— WHAT YOU WILL DO —
From the records below, please repeat exactly the line that has "box: [376, 321, 413, 366]", the line that has "45L541 37L532 41V49L523", and every line between them, and nothing else.

— SUPPLIED MATERIAL —
==========
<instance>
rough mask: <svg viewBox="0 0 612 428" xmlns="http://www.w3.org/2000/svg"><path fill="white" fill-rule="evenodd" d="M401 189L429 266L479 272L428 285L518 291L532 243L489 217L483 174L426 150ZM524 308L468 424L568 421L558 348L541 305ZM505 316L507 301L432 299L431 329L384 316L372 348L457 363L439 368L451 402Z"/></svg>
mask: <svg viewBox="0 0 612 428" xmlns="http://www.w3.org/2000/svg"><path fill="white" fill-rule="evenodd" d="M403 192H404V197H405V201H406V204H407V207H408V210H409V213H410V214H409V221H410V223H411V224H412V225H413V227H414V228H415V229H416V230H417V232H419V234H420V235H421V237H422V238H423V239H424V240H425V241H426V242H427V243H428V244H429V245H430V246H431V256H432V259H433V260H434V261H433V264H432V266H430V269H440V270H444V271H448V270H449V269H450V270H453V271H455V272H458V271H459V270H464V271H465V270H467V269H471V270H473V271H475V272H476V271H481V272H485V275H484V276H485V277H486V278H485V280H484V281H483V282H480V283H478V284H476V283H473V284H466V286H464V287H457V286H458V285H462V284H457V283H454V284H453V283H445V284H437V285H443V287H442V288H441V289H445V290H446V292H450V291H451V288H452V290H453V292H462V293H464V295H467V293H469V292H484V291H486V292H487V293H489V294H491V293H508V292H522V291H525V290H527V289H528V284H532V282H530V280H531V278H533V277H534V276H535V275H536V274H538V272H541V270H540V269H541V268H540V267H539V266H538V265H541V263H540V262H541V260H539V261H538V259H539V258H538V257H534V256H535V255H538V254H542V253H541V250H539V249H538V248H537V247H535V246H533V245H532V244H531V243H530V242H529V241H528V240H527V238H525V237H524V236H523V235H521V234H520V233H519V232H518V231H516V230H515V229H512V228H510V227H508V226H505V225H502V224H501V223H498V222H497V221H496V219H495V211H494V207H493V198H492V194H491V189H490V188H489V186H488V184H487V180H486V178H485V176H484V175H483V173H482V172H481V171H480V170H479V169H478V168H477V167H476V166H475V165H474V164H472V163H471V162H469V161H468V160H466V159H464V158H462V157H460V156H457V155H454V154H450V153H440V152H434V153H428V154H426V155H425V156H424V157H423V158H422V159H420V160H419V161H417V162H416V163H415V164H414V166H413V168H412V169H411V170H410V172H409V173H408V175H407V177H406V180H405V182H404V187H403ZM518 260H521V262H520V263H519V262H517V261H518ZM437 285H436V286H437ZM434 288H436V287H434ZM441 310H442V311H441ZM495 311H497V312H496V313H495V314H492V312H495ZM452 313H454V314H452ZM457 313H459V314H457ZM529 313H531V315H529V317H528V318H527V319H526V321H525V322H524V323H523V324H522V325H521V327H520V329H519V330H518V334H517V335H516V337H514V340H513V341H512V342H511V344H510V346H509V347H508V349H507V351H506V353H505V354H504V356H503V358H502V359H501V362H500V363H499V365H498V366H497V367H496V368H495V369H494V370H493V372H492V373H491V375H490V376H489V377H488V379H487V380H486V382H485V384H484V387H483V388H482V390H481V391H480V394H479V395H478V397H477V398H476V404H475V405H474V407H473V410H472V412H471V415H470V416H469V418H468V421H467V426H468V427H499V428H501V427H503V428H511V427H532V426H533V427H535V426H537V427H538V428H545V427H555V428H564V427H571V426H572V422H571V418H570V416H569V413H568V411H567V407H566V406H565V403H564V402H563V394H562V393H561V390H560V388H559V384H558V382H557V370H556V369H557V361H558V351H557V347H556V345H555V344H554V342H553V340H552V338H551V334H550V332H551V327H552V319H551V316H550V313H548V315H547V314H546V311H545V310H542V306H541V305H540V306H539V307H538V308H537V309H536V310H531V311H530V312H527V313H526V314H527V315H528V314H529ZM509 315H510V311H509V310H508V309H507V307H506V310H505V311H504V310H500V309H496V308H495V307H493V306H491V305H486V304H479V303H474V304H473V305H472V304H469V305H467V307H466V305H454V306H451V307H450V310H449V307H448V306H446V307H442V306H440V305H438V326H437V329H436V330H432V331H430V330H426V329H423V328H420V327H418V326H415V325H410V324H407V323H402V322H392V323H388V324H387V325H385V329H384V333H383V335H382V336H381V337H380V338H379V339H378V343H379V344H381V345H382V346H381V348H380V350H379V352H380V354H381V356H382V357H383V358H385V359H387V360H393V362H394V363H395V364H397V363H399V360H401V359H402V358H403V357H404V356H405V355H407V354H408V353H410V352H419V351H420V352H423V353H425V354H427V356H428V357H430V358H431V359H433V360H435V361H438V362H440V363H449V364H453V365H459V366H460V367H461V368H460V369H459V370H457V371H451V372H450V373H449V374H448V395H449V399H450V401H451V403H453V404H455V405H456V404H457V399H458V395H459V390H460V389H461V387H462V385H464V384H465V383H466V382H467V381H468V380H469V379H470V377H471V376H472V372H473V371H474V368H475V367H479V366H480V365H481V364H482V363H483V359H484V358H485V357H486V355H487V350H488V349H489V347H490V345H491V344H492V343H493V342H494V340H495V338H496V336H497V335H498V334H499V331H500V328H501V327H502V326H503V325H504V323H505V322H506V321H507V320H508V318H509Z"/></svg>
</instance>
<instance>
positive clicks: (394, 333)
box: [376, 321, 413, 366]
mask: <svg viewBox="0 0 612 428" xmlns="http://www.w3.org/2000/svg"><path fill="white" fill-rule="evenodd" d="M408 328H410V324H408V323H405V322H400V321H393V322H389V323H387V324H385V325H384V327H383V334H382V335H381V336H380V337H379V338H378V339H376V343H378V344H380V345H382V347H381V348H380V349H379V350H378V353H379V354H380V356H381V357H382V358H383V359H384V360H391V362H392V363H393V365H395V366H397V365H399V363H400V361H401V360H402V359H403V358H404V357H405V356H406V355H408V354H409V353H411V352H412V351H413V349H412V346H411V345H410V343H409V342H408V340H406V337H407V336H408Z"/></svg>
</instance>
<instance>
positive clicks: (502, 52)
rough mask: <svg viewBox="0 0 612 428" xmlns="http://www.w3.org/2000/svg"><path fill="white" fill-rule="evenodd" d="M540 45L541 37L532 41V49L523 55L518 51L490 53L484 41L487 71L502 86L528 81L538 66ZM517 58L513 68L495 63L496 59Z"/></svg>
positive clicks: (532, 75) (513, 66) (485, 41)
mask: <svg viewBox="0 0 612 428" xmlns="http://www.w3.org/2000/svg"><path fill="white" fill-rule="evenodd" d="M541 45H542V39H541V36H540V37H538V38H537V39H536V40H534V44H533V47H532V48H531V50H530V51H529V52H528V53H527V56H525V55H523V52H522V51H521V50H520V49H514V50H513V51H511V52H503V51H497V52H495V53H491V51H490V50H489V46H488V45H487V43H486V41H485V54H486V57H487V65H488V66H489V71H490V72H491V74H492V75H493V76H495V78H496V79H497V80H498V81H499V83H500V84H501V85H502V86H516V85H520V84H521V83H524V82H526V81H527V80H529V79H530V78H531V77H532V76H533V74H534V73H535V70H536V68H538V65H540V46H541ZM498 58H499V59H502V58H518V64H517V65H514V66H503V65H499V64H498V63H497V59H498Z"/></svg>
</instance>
==========
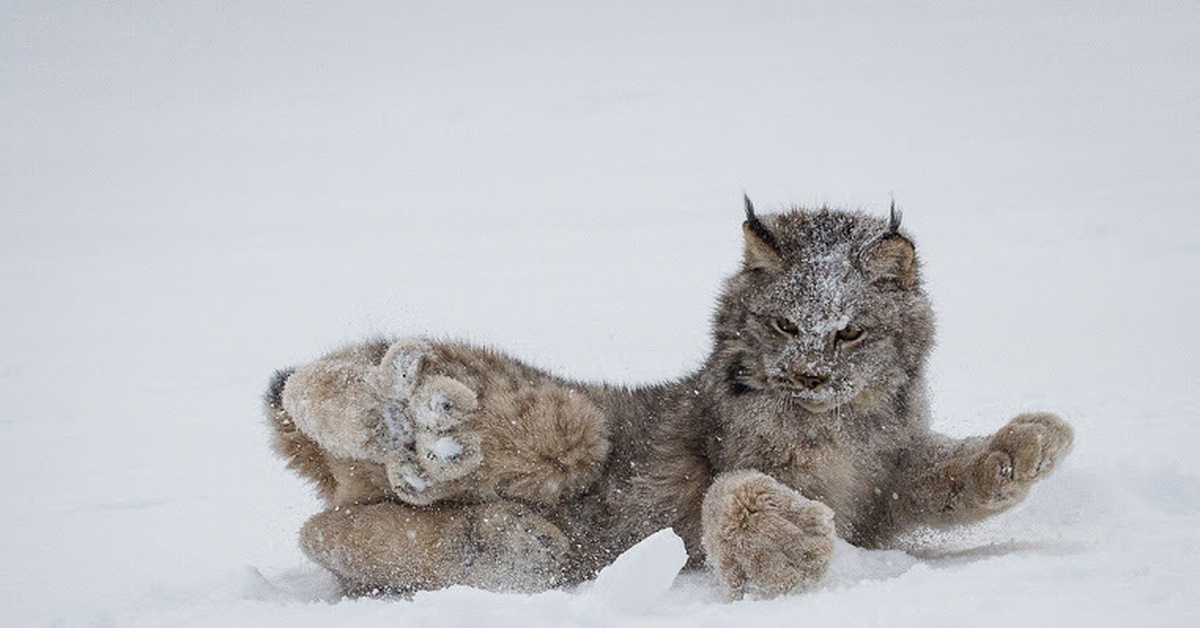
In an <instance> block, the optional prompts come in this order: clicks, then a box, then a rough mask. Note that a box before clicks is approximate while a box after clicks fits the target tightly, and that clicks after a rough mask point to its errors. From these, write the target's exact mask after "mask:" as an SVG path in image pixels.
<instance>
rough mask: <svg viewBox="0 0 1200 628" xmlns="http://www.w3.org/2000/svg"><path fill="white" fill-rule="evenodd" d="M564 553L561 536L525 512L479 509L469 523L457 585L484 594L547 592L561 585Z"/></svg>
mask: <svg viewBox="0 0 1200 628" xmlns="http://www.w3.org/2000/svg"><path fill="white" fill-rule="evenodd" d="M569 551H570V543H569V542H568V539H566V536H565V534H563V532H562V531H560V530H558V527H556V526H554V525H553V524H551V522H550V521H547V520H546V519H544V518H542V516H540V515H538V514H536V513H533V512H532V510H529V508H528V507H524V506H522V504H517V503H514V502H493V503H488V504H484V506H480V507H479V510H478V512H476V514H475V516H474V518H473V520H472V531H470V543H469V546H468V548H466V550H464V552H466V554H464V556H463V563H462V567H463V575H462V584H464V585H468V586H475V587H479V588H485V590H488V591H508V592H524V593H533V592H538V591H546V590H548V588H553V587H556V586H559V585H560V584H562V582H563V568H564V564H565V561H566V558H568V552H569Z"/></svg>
==========
— ANSWER BELOW —
box: [376, 321, 413, 366]
mask: <svg viewBox="0 0 612 428" xmlns="http://www.w3.org/2000/svg"><path fill="white" fill-rule="evenodd" d="M408 328H410V324H408V323H405V322H400V321H393V322H389V323H387V324H385V325H384V327H383V334H382V335H381V336H380V337H379V338H378V339H376V343H378V344H380V345H382V347H381V348H380V349H379V350H378V353H379V354H380V356H381V357H382V358H383V359H384V360H391V362H392V363H393V365H395V366H397V365H399V363H400V361H401V360H402V359H403V358H404V357H405V356H406V355H408V354H409V353H411V352H412V351H413V349H412V346H411V345H410V343H409V342H408V340H406V337H407V336H408Z"/></svg>
</instance>
<instance>
positive clicks: (502, 52)
rough mask: <svg viewBox="0 0 612 428" xmlns="http://www.w3.org/2000/svg"><path fill="white" fill-rule="evenodd" d="M540 45L541 37L532 41V49L523 55L518 51L490 53L484 41L487 71L502 86L528 81L538 66ZM517 58L513 68L495 63L496 59Z"/></svg>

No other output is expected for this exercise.